(EXTRACT TO READ)
+-------+
Summit Nanotech, a Canadian firm, is working on such a membrane. They have developed a liquid membrane technology called “LiNano SLM” for lithium recovery/ DLE from spent EV batteries, using lithium-selective nanoparticles or carriers on a porous substrate.
Membrane-based techniques
Nanofiltration
Some semi-permeable membranes have been developed by Adionics to separate lithium ions from other impurities.
Additionally, reverse osmosis techniques exhibit the potential to separate the lithium ions using high-pressure membranes. This technique uses semi-permeable membranes to separate lithium ions from other ions and impurities based on their size and charge.
Electrochemical techniques
Electrochemical deposition
Lithium ions are selectively deposited on an electrode surface from a solution, allowing for concentrated lithium recovery.
Lilac Solutions, a California-based lithium extraction technology company, has developed an electrochemical deposition process for lithium recovery. This process can be applied to various lithium-containing sources, including spent EV batteries, to recover lithium metal.
Capacitive deionization
This technique uses electrode materials with high surface areas to selectively adsorb lithium ions from solutions, enabling lithium recovery for EV battery recycling.
Biology-based techniques
Biosorption
Certain microorganisms or biomaterials (e.g., algae, fungi, or modified agricultural wastes) can selectively bind and concentrate lithium ions, enabling lithium recovery from various sources.
Bioengineered systems
Genetically engineered microorganisms or enzymes can be designed to capture and concentrate lithium ions precisely, offering a sustainable and environmentally friendly approach for EV battery recycling.
EV Battery Recycling: Key Developments
Now, let’s review some of the latest developments in this field:
Direct disassembly
Direct disassembly is a vital initial step in EV battery recycling. Dismantling the battery pack is required to access individual cells or modules for further processing.
However, a key challenge arises from the residual energy stored within these batteries. Disassembling live batteries poses safety risks, such as potential short circuits, thermal runaway, or even explosions.
To mitigate these risks, deactivation or discharging of LIBs is recommended before disassembly. This involves carefully reducing the state of charge (SOC) to extremely low levels (ideally less than 2% or even 0%) to minimize the potential for rapid energy release.
+-------+
(WORK REQUEST A) Reproduce the extract on lithium recovery word for word, starting at "However, a key" and ending at "or even explosions.".
(WORK REQUEST B) Sum up the extract on lithium recovery in two sentences.
The rows have nothing to do with this.

(Region pointing data)
+-------+
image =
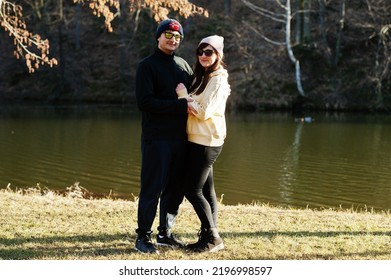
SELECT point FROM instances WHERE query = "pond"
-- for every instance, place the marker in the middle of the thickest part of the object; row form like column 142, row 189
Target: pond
column 322, row 160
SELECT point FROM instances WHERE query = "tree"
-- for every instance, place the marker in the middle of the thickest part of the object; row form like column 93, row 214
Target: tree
column 35, row 50
column 28, row 45
column 285, row 18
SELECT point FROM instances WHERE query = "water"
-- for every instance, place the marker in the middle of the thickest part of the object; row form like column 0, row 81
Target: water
column 330, row 160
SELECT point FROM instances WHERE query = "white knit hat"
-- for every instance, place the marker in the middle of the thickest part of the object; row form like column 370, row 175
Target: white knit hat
column 217, row 42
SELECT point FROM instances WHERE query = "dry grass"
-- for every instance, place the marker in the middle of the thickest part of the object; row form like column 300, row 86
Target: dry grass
column 40, row 224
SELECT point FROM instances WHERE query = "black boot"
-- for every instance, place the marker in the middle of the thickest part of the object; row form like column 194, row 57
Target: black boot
column 210, row 243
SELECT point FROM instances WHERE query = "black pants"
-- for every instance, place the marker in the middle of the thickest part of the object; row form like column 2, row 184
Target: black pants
column 200, row 190
column 162, row 171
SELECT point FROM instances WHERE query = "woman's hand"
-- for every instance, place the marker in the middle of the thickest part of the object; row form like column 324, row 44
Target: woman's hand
column 181, row 91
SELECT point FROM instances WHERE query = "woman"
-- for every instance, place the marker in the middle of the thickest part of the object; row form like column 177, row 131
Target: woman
column 206, row 130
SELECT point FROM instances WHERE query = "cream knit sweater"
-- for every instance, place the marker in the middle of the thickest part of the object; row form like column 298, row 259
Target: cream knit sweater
column 208, row 126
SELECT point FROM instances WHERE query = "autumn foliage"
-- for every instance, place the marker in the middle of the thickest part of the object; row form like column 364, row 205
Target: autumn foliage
column 35, row 50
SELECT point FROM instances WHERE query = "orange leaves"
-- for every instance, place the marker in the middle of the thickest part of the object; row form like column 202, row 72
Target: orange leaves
column 29, row 46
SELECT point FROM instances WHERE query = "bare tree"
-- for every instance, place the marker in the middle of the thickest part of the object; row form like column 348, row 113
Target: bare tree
column 285, row 18
column 35, row 50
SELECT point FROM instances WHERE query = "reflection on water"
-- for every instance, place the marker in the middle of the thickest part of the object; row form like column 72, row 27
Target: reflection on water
column 336, row 160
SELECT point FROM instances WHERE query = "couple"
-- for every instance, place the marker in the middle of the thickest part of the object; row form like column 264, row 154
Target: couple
column 183, row 131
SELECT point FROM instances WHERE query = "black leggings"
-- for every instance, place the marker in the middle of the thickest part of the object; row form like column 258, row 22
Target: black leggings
column 200, row 189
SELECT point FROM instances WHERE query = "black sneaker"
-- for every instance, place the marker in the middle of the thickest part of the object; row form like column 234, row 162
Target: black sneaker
column 202, row 235
column 145, row 245
column 170, row 241
column 209, row 245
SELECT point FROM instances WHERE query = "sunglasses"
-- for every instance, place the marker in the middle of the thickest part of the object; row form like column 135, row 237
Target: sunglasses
column 169, row 35
column 206, row 52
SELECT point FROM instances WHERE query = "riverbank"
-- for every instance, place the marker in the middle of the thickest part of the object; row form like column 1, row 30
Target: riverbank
column 42, row 225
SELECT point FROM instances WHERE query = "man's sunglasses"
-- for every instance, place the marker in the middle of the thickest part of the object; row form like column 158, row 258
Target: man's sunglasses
column 206, row 52
column 169, row 35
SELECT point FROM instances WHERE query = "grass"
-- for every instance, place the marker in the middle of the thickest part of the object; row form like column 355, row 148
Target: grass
column 40, row 224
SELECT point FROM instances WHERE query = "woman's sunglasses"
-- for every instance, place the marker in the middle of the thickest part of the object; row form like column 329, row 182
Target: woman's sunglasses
column 169, row 35
column 206, row 52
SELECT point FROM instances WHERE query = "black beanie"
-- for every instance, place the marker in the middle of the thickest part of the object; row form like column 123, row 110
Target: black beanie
column 169, row 24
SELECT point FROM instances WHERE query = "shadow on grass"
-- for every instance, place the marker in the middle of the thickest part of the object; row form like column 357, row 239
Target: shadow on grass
column 117, row 245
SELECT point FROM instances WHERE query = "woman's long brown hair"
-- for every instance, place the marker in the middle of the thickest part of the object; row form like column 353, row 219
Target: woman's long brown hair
column 202, row 75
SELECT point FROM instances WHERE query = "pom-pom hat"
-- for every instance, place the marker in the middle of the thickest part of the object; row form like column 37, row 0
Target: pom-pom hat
column 169, row 24
column 217, row 42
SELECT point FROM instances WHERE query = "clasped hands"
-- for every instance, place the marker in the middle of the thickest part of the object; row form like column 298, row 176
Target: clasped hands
column 182, row 93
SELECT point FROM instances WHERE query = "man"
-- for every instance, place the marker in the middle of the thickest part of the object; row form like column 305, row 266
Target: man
column 163, row 146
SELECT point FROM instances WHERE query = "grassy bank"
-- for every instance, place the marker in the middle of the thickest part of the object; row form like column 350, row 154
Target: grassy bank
column 36, row 225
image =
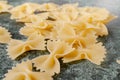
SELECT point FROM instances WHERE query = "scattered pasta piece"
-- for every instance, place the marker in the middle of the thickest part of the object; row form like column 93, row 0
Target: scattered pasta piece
column 4, row 7
column 43, row 28
column 94, row 53
column 49, row 63
column 5, row 36
column 24, row 10
column 23, row 71
column 68, row 31
column 18, row 47
column 118, row 61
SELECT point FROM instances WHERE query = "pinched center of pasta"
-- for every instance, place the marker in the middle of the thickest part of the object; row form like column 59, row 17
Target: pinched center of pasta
column 67, row 31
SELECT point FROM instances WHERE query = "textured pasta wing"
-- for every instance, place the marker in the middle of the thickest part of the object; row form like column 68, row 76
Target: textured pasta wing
column 17, row 47
column 23, row 71
column 49, row 63
column 5, row 36
column 4, row 7
column 94, row 53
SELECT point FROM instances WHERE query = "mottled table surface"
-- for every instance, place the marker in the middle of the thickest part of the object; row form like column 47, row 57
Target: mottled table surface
column 79, row 70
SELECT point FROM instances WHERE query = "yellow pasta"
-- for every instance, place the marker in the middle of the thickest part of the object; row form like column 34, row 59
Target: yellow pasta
column 23, row 71
column 48, row 7
column 94, row 53
column 4, row 7
column 70, row 32
column 43, row 28
column 5, row 36
column 18, row 47
column 24, row 10
column 49, row 63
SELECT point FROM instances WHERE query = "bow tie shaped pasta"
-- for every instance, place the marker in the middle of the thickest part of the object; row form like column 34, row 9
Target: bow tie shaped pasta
column 23, row 11
column 49, row 63
column 85, row 37
column 5, row 36
column 94, row 53
column 18, row 47
column 4, row 7
column 23, row 71
column 43, row 28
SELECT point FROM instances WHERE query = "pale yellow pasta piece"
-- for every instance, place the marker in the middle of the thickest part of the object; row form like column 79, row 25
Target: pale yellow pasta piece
column 4, row 7
column 49, row 63
column 24, row 10
column 23, row 71
column 5, row 36
column 84, row 38
column 118, row 61
column 43, row 28
column 95, row 14
column 48, row 7
column 94, row 53
column 18, row 47
column 99, row 28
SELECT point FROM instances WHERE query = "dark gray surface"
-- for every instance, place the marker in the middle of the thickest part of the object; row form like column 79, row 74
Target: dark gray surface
column 80, row 70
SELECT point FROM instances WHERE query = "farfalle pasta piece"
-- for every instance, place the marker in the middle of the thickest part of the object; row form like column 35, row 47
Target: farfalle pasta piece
column 5, row 36
column 85, row 37
column 66, row 13
column 4, row 7
column 24, row 10
column 49, row 63
column 98, row 27
column 48, row 7
column 18, row 47
column 94, row 53
column 23, row 71
column 95, row 14
column 43, row 28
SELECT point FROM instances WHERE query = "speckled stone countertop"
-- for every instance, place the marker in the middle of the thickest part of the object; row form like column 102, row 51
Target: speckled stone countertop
column 79, row 70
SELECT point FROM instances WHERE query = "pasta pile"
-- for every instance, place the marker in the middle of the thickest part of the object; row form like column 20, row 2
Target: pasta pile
column 4, row 7
column 67, row 31
column 5, row 36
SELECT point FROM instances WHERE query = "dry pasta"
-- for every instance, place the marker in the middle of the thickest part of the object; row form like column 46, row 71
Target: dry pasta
column 4, row 7
column 67, row 31
column 94, row 53
column 5, row 36
column 18, row 47
column 49, row 63
column 23, row 71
+-------+
(ANSWER AREA A)
However, a key challenge arises from the residual energy stored within these batteries. Disassembling live batteries poses safety risks, such as potential short circuits, thermal runaway, or even explosions.

(ANSWER AREA B) Lithium recovery techniques include membrane-based, electrochemical, and biology-based methods, and companies such as Summit Nanotech, Adionics, and Lilac Solutions have developed membrane or electrochemical processes. Direct disassembly of the battery pack is a vital first step in EV battery recycling, but because residual energy poses safety risks, batteries should be discharged to a very low state of charge beforehand.